- [Stated goal]: Switch every "Execute" to "Run" in all the items below, leaving everything else unchanged.

***** Records shown

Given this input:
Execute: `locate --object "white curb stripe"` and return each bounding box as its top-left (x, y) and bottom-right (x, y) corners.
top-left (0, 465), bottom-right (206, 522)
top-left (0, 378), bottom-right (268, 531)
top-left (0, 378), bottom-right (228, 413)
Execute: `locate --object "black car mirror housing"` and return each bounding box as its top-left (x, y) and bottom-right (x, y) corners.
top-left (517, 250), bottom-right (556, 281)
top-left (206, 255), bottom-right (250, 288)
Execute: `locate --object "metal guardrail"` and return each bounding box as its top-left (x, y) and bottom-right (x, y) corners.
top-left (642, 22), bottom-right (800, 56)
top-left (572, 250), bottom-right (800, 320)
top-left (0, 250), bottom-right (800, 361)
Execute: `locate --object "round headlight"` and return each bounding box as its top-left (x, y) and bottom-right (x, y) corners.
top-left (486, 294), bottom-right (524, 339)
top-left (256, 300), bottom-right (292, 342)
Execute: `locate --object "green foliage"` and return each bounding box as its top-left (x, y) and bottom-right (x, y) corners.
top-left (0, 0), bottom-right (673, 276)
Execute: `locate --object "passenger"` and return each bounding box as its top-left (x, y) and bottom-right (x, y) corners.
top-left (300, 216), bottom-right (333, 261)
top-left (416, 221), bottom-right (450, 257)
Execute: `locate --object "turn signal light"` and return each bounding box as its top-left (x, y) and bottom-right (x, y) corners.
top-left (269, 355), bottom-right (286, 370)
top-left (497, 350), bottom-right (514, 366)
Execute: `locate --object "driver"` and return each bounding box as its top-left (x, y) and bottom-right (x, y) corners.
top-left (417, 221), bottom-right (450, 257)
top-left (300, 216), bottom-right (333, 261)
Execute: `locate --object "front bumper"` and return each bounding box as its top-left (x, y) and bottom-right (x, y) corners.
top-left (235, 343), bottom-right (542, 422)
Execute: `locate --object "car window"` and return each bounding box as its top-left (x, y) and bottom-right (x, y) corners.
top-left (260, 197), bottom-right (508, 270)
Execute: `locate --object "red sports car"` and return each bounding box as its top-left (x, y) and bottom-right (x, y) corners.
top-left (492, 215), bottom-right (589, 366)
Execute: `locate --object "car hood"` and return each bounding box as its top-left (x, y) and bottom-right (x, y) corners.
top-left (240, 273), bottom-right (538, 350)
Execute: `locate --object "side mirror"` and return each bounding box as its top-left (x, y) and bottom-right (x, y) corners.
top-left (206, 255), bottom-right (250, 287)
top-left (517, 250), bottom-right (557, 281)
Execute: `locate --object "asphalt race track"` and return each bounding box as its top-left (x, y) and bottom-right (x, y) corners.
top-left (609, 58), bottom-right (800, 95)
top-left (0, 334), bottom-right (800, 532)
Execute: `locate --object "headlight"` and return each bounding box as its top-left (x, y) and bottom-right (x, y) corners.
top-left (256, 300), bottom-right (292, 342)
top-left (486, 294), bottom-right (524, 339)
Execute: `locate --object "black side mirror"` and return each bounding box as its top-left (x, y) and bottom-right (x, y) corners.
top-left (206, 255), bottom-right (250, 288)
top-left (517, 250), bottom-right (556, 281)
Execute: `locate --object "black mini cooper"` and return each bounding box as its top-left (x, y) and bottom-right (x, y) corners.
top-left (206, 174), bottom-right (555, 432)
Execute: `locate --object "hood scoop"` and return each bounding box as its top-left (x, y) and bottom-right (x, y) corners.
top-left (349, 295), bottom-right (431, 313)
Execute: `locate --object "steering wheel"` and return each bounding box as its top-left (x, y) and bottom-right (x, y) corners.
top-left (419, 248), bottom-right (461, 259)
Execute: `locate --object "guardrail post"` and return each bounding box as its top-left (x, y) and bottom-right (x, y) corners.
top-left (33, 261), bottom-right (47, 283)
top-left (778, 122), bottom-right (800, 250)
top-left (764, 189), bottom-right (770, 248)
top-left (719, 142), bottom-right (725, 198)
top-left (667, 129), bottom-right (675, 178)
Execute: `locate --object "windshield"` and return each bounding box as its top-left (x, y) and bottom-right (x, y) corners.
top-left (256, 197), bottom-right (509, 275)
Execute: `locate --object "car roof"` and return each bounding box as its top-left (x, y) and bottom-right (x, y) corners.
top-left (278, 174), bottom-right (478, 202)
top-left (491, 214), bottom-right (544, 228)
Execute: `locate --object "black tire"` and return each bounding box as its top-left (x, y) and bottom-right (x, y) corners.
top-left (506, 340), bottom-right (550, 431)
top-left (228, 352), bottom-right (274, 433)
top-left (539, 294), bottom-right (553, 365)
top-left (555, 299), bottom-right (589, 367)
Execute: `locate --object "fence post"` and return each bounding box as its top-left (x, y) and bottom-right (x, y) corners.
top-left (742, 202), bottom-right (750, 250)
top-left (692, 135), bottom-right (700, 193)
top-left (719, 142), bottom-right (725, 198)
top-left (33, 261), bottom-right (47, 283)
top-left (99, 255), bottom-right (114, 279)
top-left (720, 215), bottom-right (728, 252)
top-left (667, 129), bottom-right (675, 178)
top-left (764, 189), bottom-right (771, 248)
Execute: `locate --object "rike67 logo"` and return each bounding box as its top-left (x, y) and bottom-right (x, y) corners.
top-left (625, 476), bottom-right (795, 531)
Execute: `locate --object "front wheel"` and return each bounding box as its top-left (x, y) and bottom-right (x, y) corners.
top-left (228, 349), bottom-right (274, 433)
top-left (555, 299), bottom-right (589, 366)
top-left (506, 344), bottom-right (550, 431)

**********

- [Finished answer]:
Given this input:
Run: `locate --object "white curb stripe"` and return each bounding box as its top-left (x, y) and bottom-right (x, y) corners.
top-left (0, 465), bottom-right (206, 522)
top-left (0, 378), bottom-right (268, 531)
top-left (0, 378), bottom-right (228, 413)
Run: `locate --object "black car mirror housing"` and return each bounding box as its top-left (x, y) and bottom-right (x, y) corners.
top-left (517, 250), bottom-right (556, 281)
top-left (206, 255), bottom-right (250, 288)
Run: `locate --object "metal guardrail"` and return each bounding box as its top-left (x, y) and bottom-right (x, y) corners.
top-left (642, 22), bottom-right (800, 56)
top-left (572, 250), bottom-right (800, 320)
top-left (0, 250), bottom-right (800, 361)
Run: `locate --object "round headlight"` and return each bounding box as its top-left (x, y) and bottom-right (x, y) corners.
top-left (486, 294), bottom-right (524, 339)
top-left (256, 300), bottom-right (292, 342)
Run: `locate --object "green foliage"` and return each bounding box as its top-left (x, y) and bottom-right (x, y) corners.
top-left (0, 0), bottom-right (673, 276)
Run: `locate --object "passenger"` and return each bounding box as its top-left (x, y) and bottom-right (x, y) corners.
top-left (300, 216), bottom-right (333, 261)
top-left (416, 221), bottom-right (450, 257)
Run: `locate --object "turn signal light"` and return each bounding box as its top-left (x, y) and bottom-right (x, y) corners.
top-left (269, 355), bottom-right (286, 370)
top-left (497, 350), bottom-right (514, 366)
Run: `locate --object "driver"` and return each bounding box as its top-left (x, y) and bottom-right (x, y) corners.
top-left (417, 221), bottom-right (450, 257)
top-left (300, 216), bottom-right (333, 261)
Run: `locate --object "front bumper"` and return each bounding box as its top-left (x, y) and bottom-right (x, y) corners.
top-left (235, 343), bottom-right (542, 422)
Run: `locate --object "car window"` and return each bounding box as its top-left (x, y) and bottom-right (x, y) corners.
top-left (260, 197), bottom-right (508, 270)
Run: `locate --object "red sports car"` and return each bounding box as its top-left (x, y) and bottom-right (x, y) corners.
top-left (492, 215), bottom-right (589, 366)
Run: `locate --object "car hood"` and return each bounding box as its top-left (x, y) and bottom-right (x, y) corners.
top-left (240, 273), bottom-right (538, 350)
Run: `locate --object "side mirror"` and return each bounding box as its top-left (x, y) and bottom-right (x, y) corners.
top-left (206, 255), bottom-right (250, 287)
top-left (517, 250), bottom-right (557, 281)
Run: `locate --object "asphalt race track"` and return each bounding box as its top-left (x, y) and bottom-right (x, y) corners.
top-left (609, 58), bottom-right (800, 95)
top-left (0, 334), bottom-right (800, 532)
Run: `locate --object "headlight"` and return each bounding box as its top-left (x, y) and bottom-right (x, y) corners.
top-left (256, 300), bottom-right (292, 342)
top-left (486, 294), bottom-right (524, 339)
Run: `locate --object "black side mirror"` and return each bounding box as its top-left (x, y) and bottom-right (x, y) corners.
top-left (206, 255), bottom-right (250, 288)
top-left (517, 250), bottom-right (556, 281)
Run: `locate --object "black mini cooper"` and return each bounding box as its top-left (x, y) and bottom-right (x, y) corners.
top-left (206, 174), bottom-right (555, 432)
Run: `locate --object "hood scoop"` and return each bounding box as its top-left (x, y) and bottom-right (x, y) corners.
top-left (349, 295), bottom-right (431, 313)
Run: `locate --object "steering wheel"` and return each bounding box as its top-left (x, y) and bottom-right (x, y) corners.
top-left (419, 248), bottom-right (461, 259)
Run: `locate --object "guardrail post"` and return each bounding box as its top-left (x, y) and bottom-right (x, y) corners.
top-left (33, 261), bottom-right (47, 283)
top-left (778, 122), bottom-right (800, 250)
top-left (764, 189), bottom-right (770, 248)
top-left (719, 142), bottom-right (725, 198)
top-left (667, 129), bottom-right (675, 178)
Run: `locate --object "windshield"` and return each bounding box as its top-left (x, y) and bottom-right (x, y) corners.
top-left (256, 197), bottom-right (509, 275)
Run: `locate --object "car roof"` and return each bounding box as its top-left (x, y) and bottom-right (x, y) corners.
top-left (278, 174), bottom-right (478, 202)
top-left (491, 214), bottom-right (544, 228)
Run: `locate --object "black tire"` and return each bounding box as its top-left (x, y) and bottom-right (x, y) corners.
top-left (506, 340), bottom-right (550, 431)
top-left (228, 352), bottom-right (274, 433)
top-left (539, 294), bottom-right (553, 365)
top-left (555, 299), bottom-right (589, 367)
Run: `locate --object "fence post"` and return each bounding box as its top-left (x, y) and bottom-right (x, y) corners.
top-left (742, 202), bottom-right (750, 250)
top-left (692, 135), bottom-right (700, 193)
top-left (719, 142), bottom-right (725, 198)
top-left (33, 261), bottom-right (47, 283)
top-left (99, 255), bottom-right (114, 279)
top-left (720, 215), bottom-right (728, 252)
top-left (667, 129), bottom-right (675, 178)
top-left (764, 189), bottom-right (771, 248)
Run: `locate --object "rike67 logo"` and return each bounding box as its top-left (x, y) and bottom-right (x, y) corners.
top-left (625, 476), bottom-right (795, 531)
Run: `locate --object "front wheel"` and return each bounding box as its top-left (x, y) and bottom-right (x, y) corners.
top-left (228, 349), bottom-right (274, 433)
top-left (555, 299), bottom-right (589, 366)
top-left (506, 344), bottom-right (550, 431)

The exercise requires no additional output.